* Set problem: Extract the lines of the entries verbatim, starting at the line that contains "Locate the battlement" and ending at the last line of the entries.

* Data for this exercise:
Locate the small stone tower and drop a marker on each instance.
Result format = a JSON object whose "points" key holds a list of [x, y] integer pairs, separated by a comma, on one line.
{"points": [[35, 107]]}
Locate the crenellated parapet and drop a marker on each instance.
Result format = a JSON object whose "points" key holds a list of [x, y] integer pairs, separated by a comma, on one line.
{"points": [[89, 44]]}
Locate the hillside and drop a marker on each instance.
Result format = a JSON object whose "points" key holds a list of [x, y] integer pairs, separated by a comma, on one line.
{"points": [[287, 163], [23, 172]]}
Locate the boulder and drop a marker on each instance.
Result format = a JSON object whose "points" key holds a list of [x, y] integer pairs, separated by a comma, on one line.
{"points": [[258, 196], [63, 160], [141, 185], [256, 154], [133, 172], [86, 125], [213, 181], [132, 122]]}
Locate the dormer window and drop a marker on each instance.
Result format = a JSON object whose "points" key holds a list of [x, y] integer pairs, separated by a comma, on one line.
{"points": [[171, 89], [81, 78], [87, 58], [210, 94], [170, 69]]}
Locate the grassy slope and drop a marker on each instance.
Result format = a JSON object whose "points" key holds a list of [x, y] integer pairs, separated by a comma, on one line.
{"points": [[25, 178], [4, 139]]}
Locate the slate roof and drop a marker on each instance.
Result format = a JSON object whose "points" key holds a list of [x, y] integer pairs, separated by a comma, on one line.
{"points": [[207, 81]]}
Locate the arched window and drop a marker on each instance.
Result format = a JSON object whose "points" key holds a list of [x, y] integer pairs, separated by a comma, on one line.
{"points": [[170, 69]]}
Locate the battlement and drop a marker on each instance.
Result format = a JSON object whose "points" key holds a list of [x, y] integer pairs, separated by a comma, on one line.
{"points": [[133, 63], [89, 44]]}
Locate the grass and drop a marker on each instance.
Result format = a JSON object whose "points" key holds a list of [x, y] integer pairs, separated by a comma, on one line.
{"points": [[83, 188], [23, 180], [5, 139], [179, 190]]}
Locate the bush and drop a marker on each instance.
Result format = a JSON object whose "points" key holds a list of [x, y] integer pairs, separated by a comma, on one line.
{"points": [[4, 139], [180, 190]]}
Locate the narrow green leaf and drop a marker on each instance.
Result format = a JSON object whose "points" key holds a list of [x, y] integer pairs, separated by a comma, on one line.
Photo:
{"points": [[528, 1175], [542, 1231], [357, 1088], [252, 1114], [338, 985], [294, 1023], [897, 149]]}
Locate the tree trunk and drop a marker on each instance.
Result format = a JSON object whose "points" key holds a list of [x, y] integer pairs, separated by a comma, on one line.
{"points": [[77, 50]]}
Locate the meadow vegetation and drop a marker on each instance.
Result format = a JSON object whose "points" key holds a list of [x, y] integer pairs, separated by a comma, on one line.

* Response for this exercise:
Locate the battlement and drop a marker on each instance.
Result format = a JSON object whose "points" key holds a list of [x, y] integer pairs, separated by a comma, on one line.
{"points": [[133, 63], [89, 44]]}
Locate the grass and drop a marker on each instance.
Result format = a JSON object whose "points" key holds a list of [x, y] integer pairs, separated by a comma, on one line.
{"points": [[83, 188], [23, 180], [5, 139], [179, 190]]}
Locate the bush and drop a marker on each instance.
Result format = a JSON object whose "points" key holds a list of [x, y] integer pairs, separated by a comma, on one line.
{"points": [[4, 139], [180, 190]]}
Locate the narrow green leaf and drop a marker on each instance.
Result format = a JSON object whose "points" key holds a list of [x, y] integer pairs, separated by a comma, on one line.
Photo:
{"points": [[528, 1175], [542, 1231], [357, 1088], [252, 1114], [338, 985], [294, 1023], [897, 149]]}
Locate the tree trunk and drop a marker on each instance.
Result format = a JSON object whose "points" key holds a list of [x, y] integer pairs, separated by a comma, on one line.
{"points": [[77, 50]]}
Locate the meadow vegetation and drop a marker on each instance.
Result format = a JSON object whose "points" key holds a list of [x, y] integer pairs, separated by a comma, on one line.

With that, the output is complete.